WHAT TO PRODUCE: Carry on the blog posts about stimulus spending that appear below, starting immediately after their final sentence.

Posts Tagged ‘Stimulus’

Coburn unveils Stimulus Silliness

December 9, 2009 Leave a comment

Via the Cato Institute we learn that the Senate’s often provocative fiscal watchdogs, Senator Tom Coburn of Oklahoma and Senator John McCain of Arizona, have released a new 100 page report detailing some of the sadly goofy uses of stimulus funds. Some of the lowlights of your (and your children’s, and their children’s) tax dollars at play work include:

  • “Almost Empty” Mall Awarded Energy Grant ($5 million)
  • Water Pipeline to a Money-Losing Golf Course ($2.2 million)
  • Grant to Fund Search for Fossils . . . In Argentina ($1.57 million)
  • Bobber the Water Safety Dog Costumes ($21,116)
  • Developing the Next Generation of Football Gloves ($150,000)

And so much more.

The always hilarious Norm points out that some of the projects lead to this being a “stimulus” in more ways than one:

The National Institute of Health (NIH) is using stimulus funds to pay for a year-long $219,000 study to follow female college students for a year to determine whether young women are more likely to ― “hookup” — the college equivalent of casual sex — after drinking alcohol. Researchers will recruit 500 female students prior to their first year of college and contact them monthly over the course of a year to document sexual hookups, noting when there is alcohol involved. It is part of the $7.4 billion the NIH received in the American Recovery and Reinvestment Act to support ―scientific research.

Maybe with all that TARP money rolling back in U.S. Senator Mark Warner and his Dem cronies can set up yet another package to help me get a date….


Goodlatte on the Stimulus and Renewing the Republican Brand

Sorry for just now getting this up, but politics and blogging has not been at the very front of my mind these last few days. At any rate, here are Congressman Goodlatte’s complete remarks from Saturday’s Lincoln Day Dinner, in two parts. Ill have the complete remarks of all three Republican contenders up tomorrow. I apologize for the choppy focus of the video–this is what you get when your videographer is trying to tweet the speeches and film them at the same time.

SUPPLIED DATA:
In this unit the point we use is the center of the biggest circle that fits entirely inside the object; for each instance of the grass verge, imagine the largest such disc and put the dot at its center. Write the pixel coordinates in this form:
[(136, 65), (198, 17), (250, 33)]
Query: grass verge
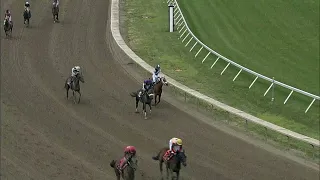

IN RESPONSE:
The Budget Battle is On

February 19, 2009 Leave a comment

The House has rejected the Senate’s amendments to the budget, meaning that the budget HB1600 is now in conference. The Senate based a large chunk of its bill on the incoming stimulus money. The amendments passed fairly easily. However, there were four votes against it (arguably the last four true conservatives in the Senate). One of them, our own Senator Mark Obenshain, wasn’t going to take this laying down. From the Virginian Pilot:

“I cannot stand here and join the Hallelujah chorus,” said Sen. Mark Obenshain, R-Harrisonburg, one of the four dissenting votes on the budget.

“We have one-time stimulus money that has been dropped in our laps by the federal government,” Obenshain said, predicting that the economic recession will outlast the effects of the stimulus money. “We’ll feel better for a couple of months, but we’re not going to feel better in June, July and August.”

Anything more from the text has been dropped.